• _POLECENIE 1_: Przepisz z wpisów forum o studiach medycznych fragment od „Na studiach generalnie” aż do „nie dadzą .” włącznie.
• _POLECENIE 2_: Przetłumacz na angielski to zdanie z wpisów forum o studiach medycznych: „Klinika to tylko jedna z opcji po studiach medycznych.”

Matura 2019 - Forum maturzystów i kandydatów na studia. Nie wiesz jaki wybrać kierunek? Nie wiesz jak wygląda rekrutacja? Masz pytanie dotyczące toku studiów?
soczka pisze: Te studia są okropnie. Masz ochotę je rzucić po pierwszym tygodniu,
Najlepsza wypowiedź jaką przeczytałem na tym forum! Bardzo poprawiła mi humor w tej smutnej kolejnej godzinie kiedy piszę. perfekcyjną historię choroby. bo asystent ma taki fetysz chyba
Spokojnie da się przejść te studia bez większego kontaktu z pacjentem (pomijając zebranie wywiadu i proste zbadanie, bo to kilka razy (!) trzeba zrobić do zaliczeń). Takie coś jak zabiegi na pacjentach to towar deficytowy. Po studiach można od razu iść w stronę pracy naukowej i to na katedrach typu histologia czy immunologia, gdzie nie ma się kontaktu z chorymi.
Na studiach generalnie nie da się uciec od czynności praktycznych - choćbyś się chował i nie wyrywał, czasem ktoś cię przypadkiem zgarnie do wyjęcia cewnika czy asysty przy operacji. Na praktykach wakacyjnych nie trudno natomiast znaleźć oddział, na którym igły do ręki studentowi nie dadzą .
Po studiach też można pracować naukowo (niektórzy tylko tym się zajmują, nie praktykują jako lekarze), można wybrać wspomnianą patomorfę albo radiologię - w przypadku tego drugiego jeśli cię nie wsadzą na usg, to siedzisz w sali z rzędem kompów i oceniasz badania.
No ja asystowałam przez całe studia raz (!) i to tylko dlatego, że chciałam. Potem wyasystowałam się do oporu na stażu, bo w końcu stwierdziłam, że kiedyś trzeba, ale też mnie nikt nie zmuszał Po prostu zawsze stawałam gdzieś z tyłu ^^
A najciekwsze dla różnych ludzi mogą być różne rzeczy, nie każdy rwie się do chorych ludzi. Inni wolą badać białka, inni pisać książki, a inni budować silniki.
Klinika to tylko jedna z opcji po studiach medycznych. Na zachodzie to jest chyba powszechniejsze niż w Polsce, ale wbrew pozorom nawet u nas wielu lekarzy nie pracuje w zawodzie, tylko zajmuje się nauką (w sensie, bardziej naukową nauką niż badania lekowe), albo czymś zupełnie innym typu edukacja medyczna - znam osobiście przykłady obu ścieżek u mnie na uczelni i wygląda, że im z tym bardzo dobrze.
Moja rada - idź na lekarski, myślę, że Ci się spodoba już na studiach jest dużo okazji do pracy naukowej, jak tylko masz chęć i dajesz radę z bieżącymi sprawami. Coś się zacznie w STNie, pojedzie na parę konferencji, pozna ludzi, praktyki/staż za granicą.
A swoją drogą w międzyczasie może się okazać, że ta klinika jednak nie taka zła. To jest w dużej mierze kwestia przyzwyczajenia się. Też mi się kiedyś prawie zemdlało, jak widziałam jak panu co go kotek ugryzł gmerają głęboko w zaropiałej stopie, ale z czasem jakoś się przyswaja do wiadomości że znieczulenie działa, a pacjent raczej tego gmerania nie czuje.

[Dane do lokalizacji fraz]
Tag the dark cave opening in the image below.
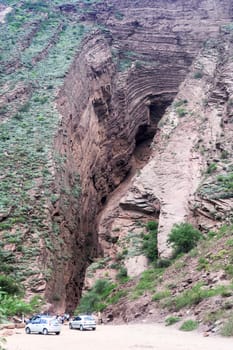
[134,97,172,162]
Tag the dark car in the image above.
[69,315,96,331]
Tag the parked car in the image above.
[25,314,52,324]
[69,315,96,331]
[25,316,61,335]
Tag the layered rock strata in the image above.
[53,0,232,309]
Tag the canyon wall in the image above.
[53,0,232,309]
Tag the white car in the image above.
[69,315,96,331]
[25,317,61,335]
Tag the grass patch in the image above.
[165,316,181,326]
[180,320,199,332]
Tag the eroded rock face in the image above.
[53,0,232,309]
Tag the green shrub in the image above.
[193,71,203,79]
[206,163,217,174]
[142,221,158,262]
[165,316,181,326]
[167,223,201,256]
[75,279,115,314]
[163,283,229,311]
[176,107,188,117]
[152,290,171,301]
[116,266,129,283]
[0,275,23,295]
[220,316,233,337]
[180,320,198,332]
[132,269,164,299]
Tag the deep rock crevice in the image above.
[48,1,233,310]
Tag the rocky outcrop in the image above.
[53,0,232,308]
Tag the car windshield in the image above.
[84,316,94,321]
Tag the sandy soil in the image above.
[7,324,233,350]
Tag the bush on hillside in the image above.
[167,223,201,256]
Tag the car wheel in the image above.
[42,328,49,335]
[25,327,31,334]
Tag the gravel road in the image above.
[7,324,233,350]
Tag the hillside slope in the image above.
[0,0,233,318]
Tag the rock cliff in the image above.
[54,1,232,308]
[0,0,233,311]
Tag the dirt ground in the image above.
[6,324,233,350]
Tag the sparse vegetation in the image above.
[220,316,233,337]
[165,316,181,326]
[168,223,201,256]
[75,279,116,314]
[180,320,198,332]
[142,221,158,262]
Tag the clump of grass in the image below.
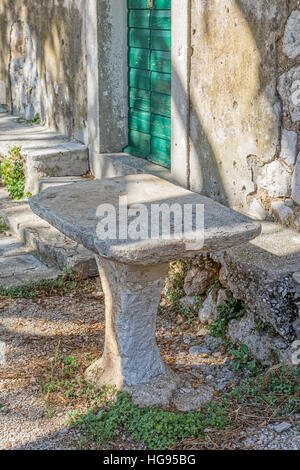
[41,348,300,450]
[0,269,92,299]
[69,392,230,450]
[230,365,300,418]
[210,297,247,340]
[0,215,9,235]
[0,146,31,200]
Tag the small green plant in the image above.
[210,297,247,340]
[16,114,41,126]
[0,215,9,235]
[229,365,300,417]
[0,270,92,299]
[166,261,188,309]
[0,146,31,200]
[69,393,230,450]
[26,114,41,125]
[41,354,300,450]
[230,344,262,375]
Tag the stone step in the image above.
[0,186,98,277]
[0,113,89,194]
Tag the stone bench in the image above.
[30,175,261,406]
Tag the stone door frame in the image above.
[86,0,191,187]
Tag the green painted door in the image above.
[124,0,171,168]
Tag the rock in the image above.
[293,272,300,285]
[280,129,298,166]
[257,160,291,197]
[189,346,210,356]
[278,65,300,122]
[197,328,207,336]
[0,406,9,415]
[204,335,223,352]
[228,313,288,366]
[198,289,218,325]
[285,199,294,207]
[271,201,293,224]
[173,385,214,412]
[273,422,292,433]
[293,318,300,339]
[292,153,300,205]
[249,198,267,220]
[125,370,182,408]
[214,222,300,342]
[282,10,300,59]
[179,296,197,308]
[217,289,230,307]
[219,266,229,289]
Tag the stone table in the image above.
[29,175,261,404]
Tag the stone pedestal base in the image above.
[86,257,178,404]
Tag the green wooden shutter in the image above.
[124,0,171,168]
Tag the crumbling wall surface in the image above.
[0,0,87,141]
[190,0,300,230]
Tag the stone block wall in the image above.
[0,0,87,141]
[190,0,300,230]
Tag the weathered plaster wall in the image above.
[190,0,300,229]
[0,0,87,141]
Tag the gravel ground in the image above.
[0,274,300,450]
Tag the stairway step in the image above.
[0,188,98,277]
[0,113,89,194]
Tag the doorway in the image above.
[124,0,172,168]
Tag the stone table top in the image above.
[29,175,261,265]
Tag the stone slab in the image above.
[0,188,98,277]
[0,237,28,258]
[29,175,261,264]
[0,113,89,194]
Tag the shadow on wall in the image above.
[190,0,288,210]
[0,0,87,140]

• _ODPOWIEDŹ 1_:
Na studiach generalnie nie da się uciec od czynności praktycznych - choćbyś się chował i nie wyrywał, czasem ktoś cię przypadkiem zgarnie do wyjęcia cewnika czy asysty przy operacji. Na praktykach wakacyjnych nie trudno natomiast znaleźć oddział, na którym igły do ręki studentowi nie dadzą .

• _ODPOWIEDŹ 2_: The clinic is only one of the options after medical school.